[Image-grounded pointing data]
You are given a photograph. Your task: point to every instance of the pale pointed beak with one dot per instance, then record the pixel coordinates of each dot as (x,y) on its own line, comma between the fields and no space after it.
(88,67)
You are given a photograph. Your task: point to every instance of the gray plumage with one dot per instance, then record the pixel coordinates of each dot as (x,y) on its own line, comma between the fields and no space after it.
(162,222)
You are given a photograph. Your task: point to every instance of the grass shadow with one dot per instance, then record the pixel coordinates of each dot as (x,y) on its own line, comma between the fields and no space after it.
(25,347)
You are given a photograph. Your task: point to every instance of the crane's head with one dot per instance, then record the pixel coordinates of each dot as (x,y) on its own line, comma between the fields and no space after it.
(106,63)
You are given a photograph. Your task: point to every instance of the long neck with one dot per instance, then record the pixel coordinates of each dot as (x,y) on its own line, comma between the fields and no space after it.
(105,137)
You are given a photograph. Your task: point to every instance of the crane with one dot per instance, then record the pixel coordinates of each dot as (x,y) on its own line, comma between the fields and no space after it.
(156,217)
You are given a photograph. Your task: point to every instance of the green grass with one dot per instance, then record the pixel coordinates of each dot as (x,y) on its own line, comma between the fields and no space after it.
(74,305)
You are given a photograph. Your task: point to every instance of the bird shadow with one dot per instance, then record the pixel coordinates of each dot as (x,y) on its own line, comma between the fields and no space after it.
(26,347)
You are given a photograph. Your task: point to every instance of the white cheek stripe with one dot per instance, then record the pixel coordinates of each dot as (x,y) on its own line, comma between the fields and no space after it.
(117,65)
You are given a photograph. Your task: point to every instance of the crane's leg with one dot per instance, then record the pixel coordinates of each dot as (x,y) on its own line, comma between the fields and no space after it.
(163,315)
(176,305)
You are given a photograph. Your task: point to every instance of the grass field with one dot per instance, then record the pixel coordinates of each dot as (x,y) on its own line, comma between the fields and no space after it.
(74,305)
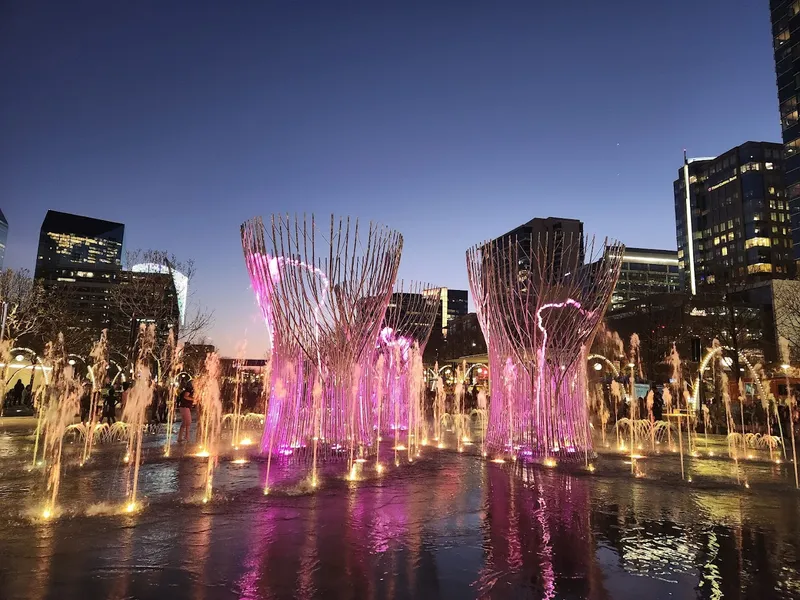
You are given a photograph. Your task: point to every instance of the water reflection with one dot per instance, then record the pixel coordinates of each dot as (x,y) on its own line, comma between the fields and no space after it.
(449,526)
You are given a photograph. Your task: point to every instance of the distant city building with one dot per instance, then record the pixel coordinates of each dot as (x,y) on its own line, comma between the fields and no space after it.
(732,218)
(645,272)
(454,303)
(785,25)
(180,280)
(81,256)
(3,237)
(562,239)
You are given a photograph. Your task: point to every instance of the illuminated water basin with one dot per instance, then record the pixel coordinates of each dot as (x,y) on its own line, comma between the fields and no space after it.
(449,526)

WHAT YOU HAVE TO DO ->
Print each entry precisely as written; the pictures stay out.

RESPONSE TO THE TASK ->
You are given a photograph. Your task: point to every instance of the pale pointed beak with one dot per instance, then record the pixel coordinates of each dot as (x,y) on its own line, comma between the fields and no space after it.
(88,67)
You are given a photograph. Your task: point to every instance of the gray plumage with one dot per instance, then record the pixel coordinates of each dot as (x,y) on its own line, comma between the fields and no space after it.
(162,222)
You are given a photograph. Your task: point to every instance of the grass shadow with one dot per instance, then record the pixel coordinates of each dot as (x,y) on its own line, comma between the fields and no space after it.
(25,347)
You are given a photograph. Your task: point to every instance of the crane's head with one dot per instance, then record the pixel coordinates of each dot as (x,y) on its own line, comma between the fields and no space after it.
(106,63)
You are given a photograph. Your task: point to every instance of the long neck with one dot per instance, then record the pixel coordinates of each dot as (x,y) on its own line, comma between the fields and no space after it.
(105,137)
You are given a photograph. Your task: point to every instance of the crane with one dot per instance, then record the pixel coordinates of each dot as (x,y) on its own line, comma between the fields and no space after it.
(156,217)
You are given a photograph. Your task: point to every instance of the green grass with one dot per instance, then record the pixel coordinates of each dot as (x,y) on its own line, comma between the fields and no space after it.
(74,305)
You are given a photograph. Your task: point to every instance of the bird shadow with one dot per instance, then record the pixel coordinates of each dot as (x,y) on its own line, comma between the fields and no space after it.
(26,347)
You are given a photograph. Your task: point to every instance of the white cheek stripe with one dot per instance, then record the pixel coordinates of each dot as (x,y) on its own line, comma between the fields and no space after it.
(117,65)
You are given a photograph. Your task: point to every instance of the crane's leg with one dot per instance, then record the pixel coordinates of each dot as (x,y) on its own line, comma between the fields and no space after it.
(163,315)
(176,305)
You are given a photograph. Your task: point to every instance of the grass field with one dot per instance, then record the pixel coordinates of each dot as (x,y) on its own line, comma between the fields and no space after it.
(74,305)
You are given a photograph. Your task: point to every instance of the water reflection with one dot per instance, then record the pixel coordinates of each dot as (x,y) on its own line, comma between the fields and no space after it.
(449,526)
You are given a photograph. Your task: point to every instance of the distant city building with one dot per instance, then record the pixel coordinates of each dot as (x,y) on its own line, comma between the fields and no space after it.
(732,218)
(645,272)
(454,303)
(785,25)
(180,280)
(81,256)
(3,237)
(562,239)
You are given a photograph. Your task: point to every instance of the illuminated water basin with one dot per instance, then record the pixel coordinates of each dot as (x,y) on its own line, comma between the fields and no space after it.
(449,526)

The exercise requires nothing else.